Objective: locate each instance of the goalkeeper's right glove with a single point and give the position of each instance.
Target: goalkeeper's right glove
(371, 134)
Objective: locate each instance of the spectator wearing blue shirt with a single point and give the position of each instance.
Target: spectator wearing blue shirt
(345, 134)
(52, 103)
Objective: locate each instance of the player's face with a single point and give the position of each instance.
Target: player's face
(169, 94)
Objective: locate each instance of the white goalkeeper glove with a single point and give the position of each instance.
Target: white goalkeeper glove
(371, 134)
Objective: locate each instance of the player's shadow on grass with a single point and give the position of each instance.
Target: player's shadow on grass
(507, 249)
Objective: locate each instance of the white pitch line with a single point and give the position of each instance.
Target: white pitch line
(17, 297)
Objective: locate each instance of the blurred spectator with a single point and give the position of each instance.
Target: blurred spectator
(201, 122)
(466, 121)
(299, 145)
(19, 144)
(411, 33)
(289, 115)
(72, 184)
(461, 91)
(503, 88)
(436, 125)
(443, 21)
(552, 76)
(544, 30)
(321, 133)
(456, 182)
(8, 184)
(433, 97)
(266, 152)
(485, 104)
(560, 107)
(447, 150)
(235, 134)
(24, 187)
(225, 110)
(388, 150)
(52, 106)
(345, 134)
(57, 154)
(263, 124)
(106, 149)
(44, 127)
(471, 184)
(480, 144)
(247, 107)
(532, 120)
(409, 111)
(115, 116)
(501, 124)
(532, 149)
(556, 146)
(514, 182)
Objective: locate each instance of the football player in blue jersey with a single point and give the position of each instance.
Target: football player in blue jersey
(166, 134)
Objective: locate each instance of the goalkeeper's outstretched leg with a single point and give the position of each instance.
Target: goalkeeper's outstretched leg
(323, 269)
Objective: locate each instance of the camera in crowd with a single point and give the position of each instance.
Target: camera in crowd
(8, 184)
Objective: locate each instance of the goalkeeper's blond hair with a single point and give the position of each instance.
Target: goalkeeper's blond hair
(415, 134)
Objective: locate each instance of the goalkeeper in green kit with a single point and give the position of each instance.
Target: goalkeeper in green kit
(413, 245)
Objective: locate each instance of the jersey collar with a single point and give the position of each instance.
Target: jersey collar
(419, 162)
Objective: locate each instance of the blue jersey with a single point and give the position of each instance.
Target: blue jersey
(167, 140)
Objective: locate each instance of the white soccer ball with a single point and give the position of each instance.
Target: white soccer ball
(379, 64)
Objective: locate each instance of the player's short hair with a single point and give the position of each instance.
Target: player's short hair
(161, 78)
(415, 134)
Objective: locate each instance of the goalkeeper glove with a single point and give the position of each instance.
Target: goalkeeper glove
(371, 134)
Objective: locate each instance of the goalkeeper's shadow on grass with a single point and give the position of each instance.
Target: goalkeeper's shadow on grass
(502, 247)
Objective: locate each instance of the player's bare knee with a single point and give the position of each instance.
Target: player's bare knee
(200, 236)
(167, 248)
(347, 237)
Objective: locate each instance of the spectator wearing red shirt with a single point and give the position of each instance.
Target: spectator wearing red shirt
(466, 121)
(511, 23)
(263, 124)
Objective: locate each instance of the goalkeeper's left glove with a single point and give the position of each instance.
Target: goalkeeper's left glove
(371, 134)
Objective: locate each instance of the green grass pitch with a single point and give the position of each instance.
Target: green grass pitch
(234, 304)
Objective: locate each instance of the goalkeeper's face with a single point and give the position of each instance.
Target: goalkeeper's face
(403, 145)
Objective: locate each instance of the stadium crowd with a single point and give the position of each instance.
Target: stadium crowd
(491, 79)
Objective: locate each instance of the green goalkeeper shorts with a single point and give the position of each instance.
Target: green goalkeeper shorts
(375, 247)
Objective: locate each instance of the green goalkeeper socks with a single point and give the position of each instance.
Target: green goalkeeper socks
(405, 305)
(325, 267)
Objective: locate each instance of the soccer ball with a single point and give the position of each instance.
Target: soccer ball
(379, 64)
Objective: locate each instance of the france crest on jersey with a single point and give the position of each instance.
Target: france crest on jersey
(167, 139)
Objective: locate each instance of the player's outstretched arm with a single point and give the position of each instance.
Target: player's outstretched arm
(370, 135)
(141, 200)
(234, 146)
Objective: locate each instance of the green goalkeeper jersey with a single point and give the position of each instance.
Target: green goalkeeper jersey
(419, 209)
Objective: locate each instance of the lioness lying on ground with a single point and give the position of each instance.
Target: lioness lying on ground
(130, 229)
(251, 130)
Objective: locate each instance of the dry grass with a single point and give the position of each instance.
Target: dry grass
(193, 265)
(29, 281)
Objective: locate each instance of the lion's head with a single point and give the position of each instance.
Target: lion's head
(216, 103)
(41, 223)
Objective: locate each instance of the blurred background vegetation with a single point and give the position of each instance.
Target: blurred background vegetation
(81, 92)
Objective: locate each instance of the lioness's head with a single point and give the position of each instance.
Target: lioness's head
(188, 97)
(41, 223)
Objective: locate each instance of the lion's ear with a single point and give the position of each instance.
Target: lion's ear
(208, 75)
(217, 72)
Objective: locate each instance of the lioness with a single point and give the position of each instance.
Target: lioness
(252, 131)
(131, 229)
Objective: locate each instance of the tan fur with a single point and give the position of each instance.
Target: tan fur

·····

• [ACTIVITY]
Reproduce each entry above. Every word must match.

• [RESPONSE AREA]
Objective: locate each instance of the goalkeeper's right glove with a single point and give the position of each instance.
Target: goalkeeper's right glove
(371, 134)
Objective: locate each instance of the spectator wearing blue shirt with a single point and give the position of each instance.
Target: spectator wearing blue shirt
(345, 134)
(52, 103)
Objective: locate each instance of the player's face with a single point and give the position of each instance.
Target: player's face
(169, 94)
Objective: locate each instance of the white goalkeeper glove with a single point and give the position of each instance.
Target: white goalkeeper glove
(371, 134)
Objective: locate each instance of the player's shadow on grass with a single point and give the position of each instance.
Target: player's shadow on grass
(507, 249)
Objective: locate each instance of the white pitch line with a single point and give the position of each instance.
Target: white pitch line
(17, 297)
Objective: locate each instance of the blurred spectator with a single point and give the position of each instance.
Target: blurred spectator
(201, 122)
(466, 121)
(299, 145)
(19, 144)
(411, 33)
(289, 115)
(72, 184)
(461, 91)
(503, 88)
(436, 125)
(443, 21)
(552, 76)
(544, 30)
(321, 133)
(456, 182)
(8, 184)
(433, 97)
(266, 152)
(485, 104)
(560, 107)
(447, 150)
(235, 134)
(24, 187)
(225, 110)
(388, 150)
(52, 106)
(345, 134)
(57, 154)
(263, 124)
(106, 149)
(44, 127)
(471, 184)
(480, 144)
(247, 107)
(532, 120)
(409, 111)
(115, 116)
(501, 124)
(532, 149)
(556, 146)
(514, 182)
Objective: locate each instance of the football player in blue jersey with a single point and give the position of each instance.
Target: football player in blue jersey
(166, 134)
Objective: locate each instance of the goalkeeper's outstretched leg with a single point and give the position of each instance.
Target: goalkeeper's outstretched leg
(323, 269)
Objective: locate each instance of the camera in crowd with a single point and give the position of each instance.
Target: camera in crowd
(8, 184)
Objective: locate each instance of the goalkeeper's blond hair with a single point and give the position of each instance.
Target: goalkeeper's blond hair
(415, 134)
Objective: locate each instance of the goalkeeper in green kit with a single point and give the position of each instance.
Target: goalkeeper in green kit
(413, 245)
Objective: locate each instance of the jersey collar with a single point and give the position of each instance.
Target: jersey collar
(419, 162)
Objective: locate each instance of the blue jersey with a single point and give the position of each instance.
Target: blue jersey
(167, 140)
Objective: locate each instance of the white soccer ball with a single point and give the position of each instance.
Target: white soccer ball
(379, 64)
Objective: locate each instance of the player's short hair with a single point and give the position of each instance.
Target: player's short hair
(161, 78)
(415, 134)
Objective: locate each instance of the goalkeeper glove with a single point and give the position of each instance.
Target: goalkeeper glove
(371, 134)
Objective: locate each instance of the goalkeeper's shadow on grass with a single point and give the position of each instance.
Target: goalkeeper's shadow on grass
(502, 247)
Objective: locate each instance of the player's bare knee with a single point and give the position of each instance.
Target: player's bare knee
(200, 236)
(167, 248)
(347, 237)
Objective: locate each instance of the spectator wearing red shirt with a single point and give the position of each instance.
Target: spectator wearing red shirt
(466, 121)
(511, 23)
(263, 124)
Objective: locate each instance of the goalkeeper's left glove with a single point and give the position of each instance.
Target: goalkeeper's left glove
(371, 134)
Objective: locate each instance of the green grass pitch with a single point and give the position of each instance.
Target: green grass pitch
(234, 304)
Objective: locate each instance of the goalkeeper's face with a single point and give the position of each instance.
Target: goalkeeper's face
(403, 145)
Objective: locate each instance of the stadium crowd with a single point and give the position of each instance.
Target: stadium crowd
(491, 79)
Objective: locate each instance of the green goalkeeper shorts with a single point and give the position of each instance.
Target: green goalkeeper shorts
(375, 247)
Objective: locate each instance of the green goalkeeper socks with a single point and give the position of each instance.
Target: green goalkeeper socks
(405, 305)
(325, 267)
Objective: locate each instance of the soccer ball with a single point and give the position of each instance.
Target: soccer ball
(379, 64)
Objective: locate each instance of the france crest on jersey with a single point and give the position of each instance.
Target: france crest on jersey
(167, 139)
Objective: locate each instance of the player's outstretched arm with a single point and give the position of each instance.
Target: player's outstretched arm
(370, 135)
(141, 200)
(234, 146)
Objective: locate each instance of the green goalkeeper jersey with a single point and give the position of each instance.
Target: green goalkeeper jersey
(419, 209)
Objective: locate each instance of the lioness lying on ground with a single point and give the position of each instance.
Target: lioness lying on ground
(130, 229)
(251, 130)
Objective: locate each instance of the dry grass with a single point and give the position of each instance.
Target: dry grass
(193, 265)
(29, 281)
Objective: locate each instance of the lion's head with a single point and give the position of each instance.
Target: lion's head
(216, 103)
(41, 223)
Objective: locate each instance of the blurred background vegetation with a single point and give the position of each instance.
Target: blurred background vegetation
(81, 92)
Objective: locate each instance of the lioness's head with a single point and give the position of each instance.
Target: lioness's head
(188, 97)
(41, 223)
Objective: locate each instance of the lion's ear with a single point and give the position of each instance.
Target: lion's ear
(208, 75)
(217, 72)
Objective: locate each instance of the lioness with a single point and give the position of each instance.
Target: lioness
(252, 131)
(131, 229)
Objective: locate each instance of the tan fur with a single point and give the position of each instance.
Target: tan fur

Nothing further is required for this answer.